Extracted material ::
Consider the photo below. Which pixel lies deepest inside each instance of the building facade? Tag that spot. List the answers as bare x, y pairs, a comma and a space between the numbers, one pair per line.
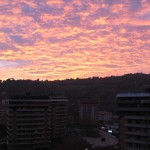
134, 121
35, 121
88, 112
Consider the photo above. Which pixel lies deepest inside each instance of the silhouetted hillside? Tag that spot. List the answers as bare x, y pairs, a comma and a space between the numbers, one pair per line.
103, 89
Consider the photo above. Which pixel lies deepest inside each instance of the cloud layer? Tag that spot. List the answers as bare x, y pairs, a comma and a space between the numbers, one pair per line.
58, 39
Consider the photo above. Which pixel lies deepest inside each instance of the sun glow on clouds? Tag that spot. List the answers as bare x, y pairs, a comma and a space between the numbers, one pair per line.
58, 39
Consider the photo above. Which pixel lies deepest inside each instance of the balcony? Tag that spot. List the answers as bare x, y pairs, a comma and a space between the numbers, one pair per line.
138, 125
138, 117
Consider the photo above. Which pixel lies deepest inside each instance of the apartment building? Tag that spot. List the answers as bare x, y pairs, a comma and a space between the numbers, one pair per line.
35, 121
134, 121
88, 112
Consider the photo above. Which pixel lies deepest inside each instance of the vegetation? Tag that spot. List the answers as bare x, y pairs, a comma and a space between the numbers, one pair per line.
102, 89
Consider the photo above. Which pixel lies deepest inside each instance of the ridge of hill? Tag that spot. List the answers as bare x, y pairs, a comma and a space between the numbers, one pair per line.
102, 89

Task requirements ::
Starting with the line containing "of the ridge" and continuing through the end of the data, rename "ridge of hill" to "hilltop ridge". Leave everything else unchanged.

Task result ::
Consider the photo above. Which pixel lies deepest inside each instance of the hilltop ridge? Tag that spot. List the answers as bare x, y pairs, a comma and a space between the numbers, one pair per line.
102, 89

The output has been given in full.